* EXERCISE DESCRIPTION *
Output the data below exactly, images excluded.

────

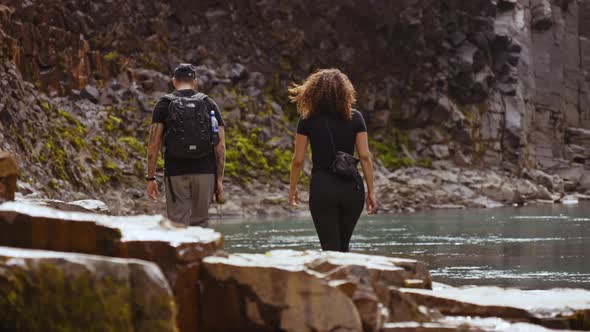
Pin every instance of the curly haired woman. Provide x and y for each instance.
(329, 123)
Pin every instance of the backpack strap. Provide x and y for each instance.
(170, 97)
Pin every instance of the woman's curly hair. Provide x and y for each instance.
(326, 90)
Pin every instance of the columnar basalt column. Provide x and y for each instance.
(8, 173)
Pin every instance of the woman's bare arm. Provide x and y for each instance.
(301, 142)
(362, 148)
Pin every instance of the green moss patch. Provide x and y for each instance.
(43, 298)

────

* RESPONSE TO THE TASK *
Pin every instance of the curly haired woman. Provide x and y for each instance.
(329, 123)
Pin every instance of the backpack strap. Provide x and y for each instance.
(170, 97)
Pin every instance of the woman's curly hair. Provide x and y for each instance.
(326, 90)
Pin every instance of the columnar basalt column. Provide x and y for each instance.
(8, 173)
Pin every instance of the woman's bare arm. Provide x and y for each instance.
(301, 142)
(362, 148)
Pin every instance of the green moss patch. Provide x and y for each instance.
(43, 298)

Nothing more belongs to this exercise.